### Brano citato
▽

Qualche tempo fa, saranno cinque giorni o cinque anni (semicit), mia madre dismise una maglia e me la regalò.
Divenne in tempo zero la mia maglia prefe. Nera, semplicissima, morbida.
Che poi è questa: la maglia cattivona del viemme sotto, del ce la regoliamo fuori nel parcheggio, di un piccolo set giocoso scattato tra i vicoli di Trastevere in un lunedì piovoso.
Comunque: il 2020 è il mio anno del bianco. Dopo il periodo afro e il periodo animalier, adesso c’ho questo.
Checcevolete fà: la vecchiezza mi fa romantica.
In questa quarantena, supponevo avrei molto cucito e molto studiato.
Perfetto: siamo a zero su due. Vabbè, c’è stato #StayON che era più importante.
Avevo, però, qualche pezzetto di maglia bielastica preso pre-crisi-covid. E questa t-shirt non aveva praticamente bisogno di essere disegnata.
Tutta messa insieme con il punto conchiglia (non elegante, ok: ma efficace).
Insomma: un’ora dal pensiero all’indossarla. Non perfetta, affatto: ma c’è.

△

### Dati
▽

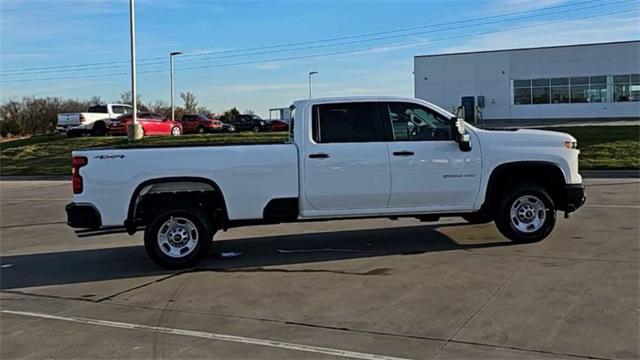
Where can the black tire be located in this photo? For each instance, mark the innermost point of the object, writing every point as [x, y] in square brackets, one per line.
[478, 218]
[203, 225]
[512, 227]
[99, 129]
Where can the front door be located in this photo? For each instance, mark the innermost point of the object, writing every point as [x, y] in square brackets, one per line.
[346, 166]
[428, 169]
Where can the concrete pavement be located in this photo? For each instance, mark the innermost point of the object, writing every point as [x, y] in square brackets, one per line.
[358, 288]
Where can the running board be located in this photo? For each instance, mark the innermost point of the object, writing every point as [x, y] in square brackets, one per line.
[102, 231]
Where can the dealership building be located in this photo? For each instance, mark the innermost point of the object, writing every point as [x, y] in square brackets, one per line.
[546, 84]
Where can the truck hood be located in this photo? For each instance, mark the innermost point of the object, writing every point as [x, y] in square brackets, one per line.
[524, 137]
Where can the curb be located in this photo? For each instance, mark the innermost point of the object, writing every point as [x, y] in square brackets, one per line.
[35, 178]
[610, 174]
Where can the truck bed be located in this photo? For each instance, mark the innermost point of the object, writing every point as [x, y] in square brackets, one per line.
[248, 175]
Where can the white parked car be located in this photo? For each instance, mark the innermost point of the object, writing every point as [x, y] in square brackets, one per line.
[347, 158]
[94, 121]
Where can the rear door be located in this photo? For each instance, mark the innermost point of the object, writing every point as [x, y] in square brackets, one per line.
[346, 163]
[428, 169]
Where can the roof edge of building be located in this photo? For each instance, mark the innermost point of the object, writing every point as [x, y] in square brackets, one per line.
[530, 48]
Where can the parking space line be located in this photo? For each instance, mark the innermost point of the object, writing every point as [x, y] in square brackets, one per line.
[208, 335]
[615, 206]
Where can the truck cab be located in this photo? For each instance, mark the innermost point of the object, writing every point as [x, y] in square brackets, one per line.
[345, 158]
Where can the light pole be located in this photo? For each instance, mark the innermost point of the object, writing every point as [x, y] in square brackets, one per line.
[171, 55]
[311, 73]
[134, 131]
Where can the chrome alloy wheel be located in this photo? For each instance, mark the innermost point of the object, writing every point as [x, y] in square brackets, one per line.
[178, 237]
[528, 214]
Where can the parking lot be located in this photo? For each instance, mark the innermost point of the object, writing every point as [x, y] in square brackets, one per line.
[360, 288]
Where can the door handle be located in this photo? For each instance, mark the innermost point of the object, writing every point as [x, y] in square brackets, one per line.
[403, 153]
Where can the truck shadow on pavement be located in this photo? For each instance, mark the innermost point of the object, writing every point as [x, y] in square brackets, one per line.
[70, 267]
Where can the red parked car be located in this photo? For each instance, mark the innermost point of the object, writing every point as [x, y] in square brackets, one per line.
[200, 124]
[278, 125]
[152, 124]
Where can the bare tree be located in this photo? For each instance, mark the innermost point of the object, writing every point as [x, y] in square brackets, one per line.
[190, 102]
[125, 98]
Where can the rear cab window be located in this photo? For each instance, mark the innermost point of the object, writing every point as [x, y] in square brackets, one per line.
[347, 123]
[98, 109]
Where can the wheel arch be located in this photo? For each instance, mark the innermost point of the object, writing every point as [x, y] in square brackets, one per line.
[547, 174]
[173, 185]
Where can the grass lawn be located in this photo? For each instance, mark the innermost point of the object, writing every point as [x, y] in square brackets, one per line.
[602, 147]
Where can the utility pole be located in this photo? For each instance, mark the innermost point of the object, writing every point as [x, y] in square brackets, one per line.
[134, 131]
[310, 74]
[171, 55]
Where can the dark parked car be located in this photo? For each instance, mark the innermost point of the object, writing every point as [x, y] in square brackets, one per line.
[278, 125]
[250, 123]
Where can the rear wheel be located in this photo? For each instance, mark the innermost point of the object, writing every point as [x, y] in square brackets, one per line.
[178, 238]
[526, 214]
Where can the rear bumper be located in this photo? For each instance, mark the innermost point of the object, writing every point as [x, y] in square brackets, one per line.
[574, 197]
[83, 216]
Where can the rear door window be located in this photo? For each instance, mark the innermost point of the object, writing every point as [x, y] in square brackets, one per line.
[347, 123]
[98, 109]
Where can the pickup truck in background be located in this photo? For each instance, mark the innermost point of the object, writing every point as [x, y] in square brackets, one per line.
[346, 158]
[94, 121]
[250, 123]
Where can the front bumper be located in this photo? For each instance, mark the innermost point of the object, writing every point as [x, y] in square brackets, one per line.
[574, 197]
[83, 216]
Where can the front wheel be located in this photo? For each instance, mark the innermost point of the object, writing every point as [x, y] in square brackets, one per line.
[526, 214]
[178, 238]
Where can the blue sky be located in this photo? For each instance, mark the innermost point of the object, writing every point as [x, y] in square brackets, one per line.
[56, 33]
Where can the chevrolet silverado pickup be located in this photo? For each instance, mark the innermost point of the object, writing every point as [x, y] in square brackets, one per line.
[345, 158]
[94, 121]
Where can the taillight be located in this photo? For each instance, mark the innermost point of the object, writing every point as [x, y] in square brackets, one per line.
[76, 163]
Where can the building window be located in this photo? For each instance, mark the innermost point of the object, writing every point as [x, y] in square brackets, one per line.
[598, 89]
[626, 88]
[560, 91]
[541, 91]
[522, 92]
[579, 89]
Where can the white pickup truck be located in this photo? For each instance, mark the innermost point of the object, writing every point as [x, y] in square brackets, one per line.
[345, 158]
[94, 121]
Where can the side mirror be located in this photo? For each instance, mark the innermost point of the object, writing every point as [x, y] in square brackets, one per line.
[460, 134]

△

### Problemi ed esercizi
1 > Rispondi alle domande seguenti in base al brano.
(a) Con quali tre aggettivi viene descritta la maglia regalata dalla madre?
(b) Quale anno è indicato come l'anno del bianco?
(c) Con quale punto è stata messa insieme la t-shirt?
2 > Ricopia dal brano, senza alcuna modifica, il tratto che comincia con le parole contenenti "Qualche tempo fa, saranno" e termina con "mi fa romantica.".

### Soluzioni degli esercizi
1 >
(a) Nera, semplicissima, morbida.
(b) Il 2020.
(c) Con il punto conchiglia.

2 >
Qualche tempo fa, saranno cinque giorni o cinque anni (semicit), mia madre dismise una maglia e me la regalò.
Divenne in tempo zero la mia maglia prefe. Nera, semplicissima, morbida.
Che poi è questa: la maglia cattivona del viemme sotto, del ce la regoliamo fuori nel parcheggio, di un piccolo set giocoso scattato tra i vicoli di Trastevere in un lunedì piovoso.
Comunque: il 2020 è il mio anno del bianco. Dopo il periodo afro e il periodo animalier, adesso c’ho questo.
Checcevolete fà: la vecchiezza mi fa romantica.